On reprochera à cette argumentation de confondre l’Église avec le Royaume de Dieu, et de reposer ainsi sur un fondement illusoire. Mais nous nous croyons en droit de maintenir la synonymie générale des deux termes, constamment admise jusqu’ici. L’exégèse qui y trouve deux notions absolument distinctes, deux choses tout à fait différentes, me paraît trop subtile, trop déliée, trop microscopique pour convenir à nos Livres saints.

DONNÉES FOURNIES
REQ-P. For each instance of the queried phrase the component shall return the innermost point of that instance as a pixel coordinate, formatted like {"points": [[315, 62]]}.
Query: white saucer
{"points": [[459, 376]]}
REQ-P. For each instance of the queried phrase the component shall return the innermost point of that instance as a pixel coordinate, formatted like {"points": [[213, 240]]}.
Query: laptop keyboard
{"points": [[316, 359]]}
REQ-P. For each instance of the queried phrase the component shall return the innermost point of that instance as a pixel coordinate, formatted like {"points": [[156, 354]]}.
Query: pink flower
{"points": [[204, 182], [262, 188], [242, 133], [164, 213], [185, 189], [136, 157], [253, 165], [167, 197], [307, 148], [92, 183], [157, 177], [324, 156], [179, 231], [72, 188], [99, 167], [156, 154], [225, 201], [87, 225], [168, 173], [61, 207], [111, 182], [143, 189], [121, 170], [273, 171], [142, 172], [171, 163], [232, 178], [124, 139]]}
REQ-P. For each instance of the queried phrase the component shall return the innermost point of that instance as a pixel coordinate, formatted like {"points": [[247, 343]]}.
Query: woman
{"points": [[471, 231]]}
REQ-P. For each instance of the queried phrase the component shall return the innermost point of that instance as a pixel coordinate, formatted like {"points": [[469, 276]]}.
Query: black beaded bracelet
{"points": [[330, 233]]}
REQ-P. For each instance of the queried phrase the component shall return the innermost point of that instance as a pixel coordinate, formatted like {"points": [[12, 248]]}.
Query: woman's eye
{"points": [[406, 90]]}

CONSIGNES
A. D'après l'extrait, pour quelle raison faut-il écarter l'exégèse qui distingue l'Église du Royaume de Dieu ? Répondez en une à trois phrases.
B. Recopiez le passage de l'extrait commençant par « On reprochera à » et se terminant par « nos Livres saints. », en remplaçant « Royaume de Dieu » par « Règne de Dieu ».
C. Selon l'extrait, quel reproche fera-t-on à cette argumentation ?

RÉPONSES
A. Cette exégèse voit dans l'Église et le Royaume de Dieu deux notions absolument distinctes. Elle est écartée parce qu'elle paraît trop subtile, trop déliée et trop microscopique pour convenir aux Livres saints.

B.
On reprochera à cette argumentation de confondre l’Église avec le Règne de Dieu, et de reposer ainsi sur un fondement illusoire. Mais nous nous croyons en droit de maintenir la synonymie générale des deux termes, constamment admise jusqu’ici. L’exégèse qui y trouve deux notions absolument distinctes, deux choses tout à fait différentes, me paraît trop subtile, trop déliée, trop microscopique pour convenir à nos Livres saints.

C. De confondre l'Église avec le Royaume de Dieu, et de reposer ainsi sur un fondement illusoire.